[Point-per-instance localization data]
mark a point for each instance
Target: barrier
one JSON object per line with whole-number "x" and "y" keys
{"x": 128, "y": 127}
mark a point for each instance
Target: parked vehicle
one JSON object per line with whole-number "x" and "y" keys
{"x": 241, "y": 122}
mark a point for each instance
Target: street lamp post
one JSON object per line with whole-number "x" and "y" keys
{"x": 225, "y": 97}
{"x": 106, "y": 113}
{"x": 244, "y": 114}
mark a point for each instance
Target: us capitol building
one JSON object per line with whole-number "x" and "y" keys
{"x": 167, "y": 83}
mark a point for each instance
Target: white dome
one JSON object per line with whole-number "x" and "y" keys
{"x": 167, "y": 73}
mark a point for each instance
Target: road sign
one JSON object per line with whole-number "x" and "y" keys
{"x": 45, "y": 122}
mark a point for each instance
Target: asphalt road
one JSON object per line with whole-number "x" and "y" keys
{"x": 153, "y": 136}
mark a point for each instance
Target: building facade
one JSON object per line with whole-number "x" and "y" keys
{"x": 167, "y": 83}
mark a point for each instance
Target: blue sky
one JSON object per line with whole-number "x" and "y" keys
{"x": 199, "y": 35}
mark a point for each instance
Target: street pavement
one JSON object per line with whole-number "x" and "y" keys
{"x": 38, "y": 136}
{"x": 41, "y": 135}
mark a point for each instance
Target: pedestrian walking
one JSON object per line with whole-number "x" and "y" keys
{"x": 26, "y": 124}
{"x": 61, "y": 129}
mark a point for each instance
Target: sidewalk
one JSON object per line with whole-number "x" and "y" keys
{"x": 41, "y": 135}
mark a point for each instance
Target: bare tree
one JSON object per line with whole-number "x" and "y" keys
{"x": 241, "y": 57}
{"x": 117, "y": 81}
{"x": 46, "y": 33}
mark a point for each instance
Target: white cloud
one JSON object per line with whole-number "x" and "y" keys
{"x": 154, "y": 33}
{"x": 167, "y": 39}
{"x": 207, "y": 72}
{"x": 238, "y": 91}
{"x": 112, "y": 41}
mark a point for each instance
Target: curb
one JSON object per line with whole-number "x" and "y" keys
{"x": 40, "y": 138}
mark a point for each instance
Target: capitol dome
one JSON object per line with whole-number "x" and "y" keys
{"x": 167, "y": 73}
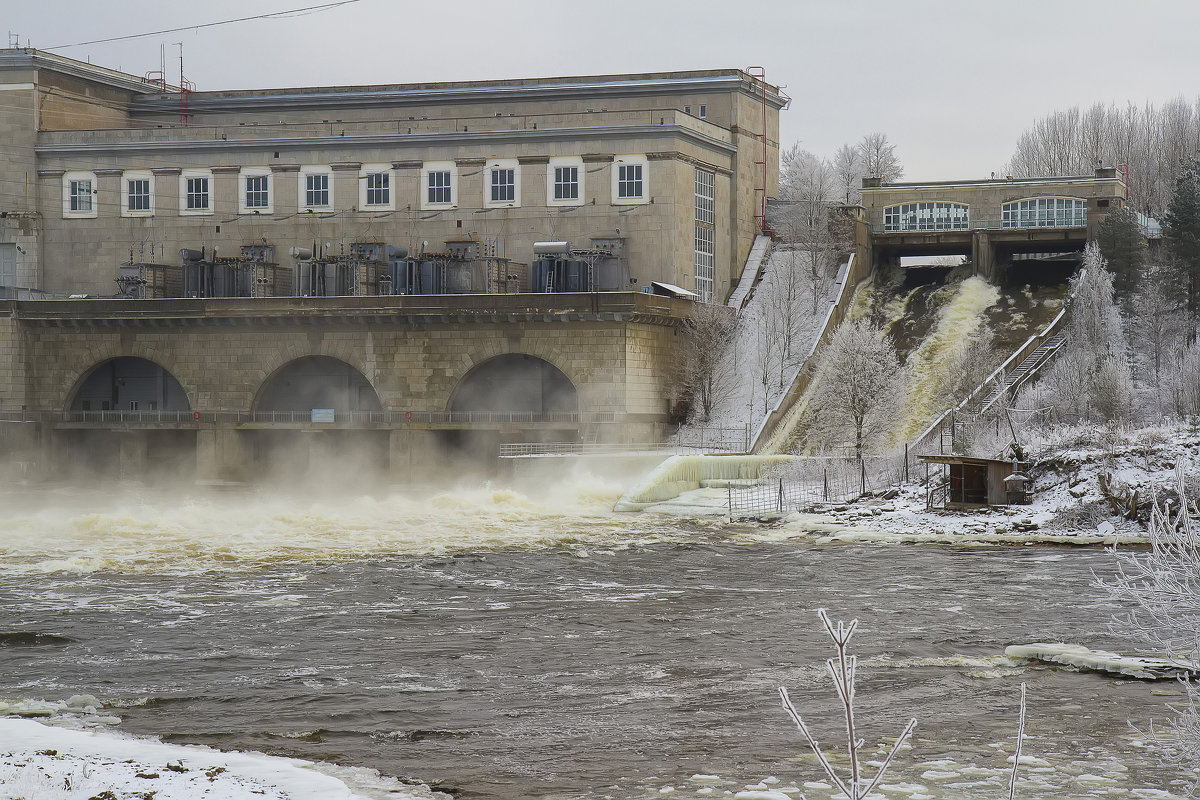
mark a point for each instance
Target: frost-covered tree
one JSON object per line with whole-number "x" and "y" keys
{"x": 1162, "y": 589}
{"x": 805, "y": 178}
{"x": 1123, "y": 247}
{"x": 1156, "y": 319}
{"x": 844, "y": 671}
{"x": 707, "y": 372}
{"x": 859, "y": 389}
{"x": 1183, "y": 236}
{"x": 879, "y": 157}
{"x": 1091, "y": 378}
{"x": 847, "y": 166}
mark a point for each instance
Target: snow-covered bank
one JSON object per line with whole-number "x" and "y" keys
{"x": 52, "y": 763}
{"x": 1069, "y": 506}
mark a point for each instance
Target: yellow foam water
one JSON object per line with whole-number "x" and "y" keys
{"x": 958, "y": 320}
{"x": 85, "y": 531}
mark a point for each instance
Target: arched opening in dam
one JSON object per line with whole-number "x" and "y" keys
{"x": 129, "y": 385}
{"x": 519, "y": 397}
{"x": 317, "y": 382}
{"x": 311, "y": 414}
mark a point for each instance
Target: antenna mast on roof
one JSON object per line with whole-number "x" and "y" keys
{"x": 185, "y": 88}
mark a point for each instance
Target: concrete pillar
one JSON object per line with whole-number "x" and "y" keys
{"x": 53, "y": 458}
{"x": 983, "y": 254}
{"x": 220, "y": 455}
{"x": 413, "y": 453}
{"x": 133, "y": 450}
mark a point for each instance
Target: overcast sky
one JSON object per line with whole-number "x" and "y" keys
{"x": 952, "y": 82}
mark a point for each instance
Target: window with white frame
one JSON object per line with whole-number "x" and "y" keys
{"x": 503, "y": 185}
{"x": 138, "y": 194}
{"x": 564, "y": 180}
{"x": 629, "y": 181}
{"x": 79, "y": 194}
{"x": 378, "y": 188}
{"x": 706, "y": 196}
{"x": 439, "y": 188}
{"x": 567, "y": 182}
{"x": 316, "y": 193}
{"x": 439, "y": 185}
{"x": 196, "y": 193}
{"x": 256, "y": 191}
{"x": 706, "y": 260}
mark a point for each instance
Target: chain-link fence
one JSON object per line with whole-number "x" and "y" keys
{"x": 813, "y": 482}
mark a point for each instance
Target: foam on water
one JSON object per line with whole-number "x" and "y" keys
{"x": 927, "y": 365}
{"x": 142, "y": 531}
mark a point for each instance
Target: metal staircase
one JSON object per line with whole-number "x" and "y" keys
{"x": 1024, "y": 371}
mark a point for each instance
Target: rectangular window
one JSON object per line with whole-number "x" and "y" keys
{"x": 567, "y": 182}
{"x": 257, "y": 192}
{"x": 378, "y": 188}
{"x": 81, "y": 196}
{"x": 439, "y": 186}
{"x": 706, "y": 197}
{"x": 197, "y": 196}
{"x": 705, "y": 262}
{"x": 316, "y": 192}
{"x": 504, "y": 185}
{"x": 629, "y": 181}
{"x": 139, "y": 194}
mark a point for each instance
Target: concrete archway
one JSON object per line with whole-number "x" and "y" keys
{"x": 317, "y": 382}
{"x": 129, "y": 384}
{"x": 515, "y": 383}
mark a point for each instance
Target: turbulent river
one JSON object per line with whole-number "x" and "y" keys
{"x": 497, "y": 645}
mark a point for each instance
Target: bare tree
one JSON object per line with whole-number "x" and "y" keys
{"x": 843, "y": 669}
{"x": 847, "y": 167}
{"x": 1156, "y": 322}
{"x": 879, "y": 157}
{"x": 707, "y": 370}
{"x": 859, "y": 389}
{"x": 1161, "y": 587}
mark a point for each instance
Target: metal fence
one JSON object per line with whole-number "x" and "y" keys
{"x": 713, "y": 439}
{"x": 814, "y": 482}
{"x": 307, "y": 417}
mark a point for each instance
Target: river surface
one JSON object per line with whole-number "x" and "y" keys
{"x": 497, "y": 645}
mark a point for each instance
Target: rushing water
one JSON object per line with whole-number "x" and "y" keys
{"x": 502, "y": 647}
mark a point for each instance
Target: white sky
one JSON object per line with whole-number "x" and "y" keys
{"x": 952, "y": 82}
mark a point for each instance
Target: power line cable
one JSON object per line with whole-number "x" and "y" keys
{"x": 293, "y": 12}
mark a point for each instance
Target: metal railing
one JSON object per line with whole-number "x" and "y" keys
{"x": 305, "y": 417}
{"x": 982, "y": 224}
{"x": 525, "y": 449}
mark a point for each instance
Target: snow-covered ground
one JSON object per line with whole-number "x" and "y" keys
{"x": 1068, "y": 505}
{"x": 47, "y": 762}
{"x": 744, "y": 403}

REQUIREMENT. Out of the data above, give again only the lines starting at the one holding "Target: concrete pillar" and ending at the one holding "Target: overcast sky", unchanged.

RESPONSE BELOW.
Target: concrete pillar
one JSON object per line with whole-number "x" and "y" keys
{"x": 53, "y": 458}
{"x": 983, "y": 254}
{"x": 220, "y": 455}
{"x": 413, "y": 453}
{"x": 133, "y": 450}
mark a point for each instance
Target: overcast sky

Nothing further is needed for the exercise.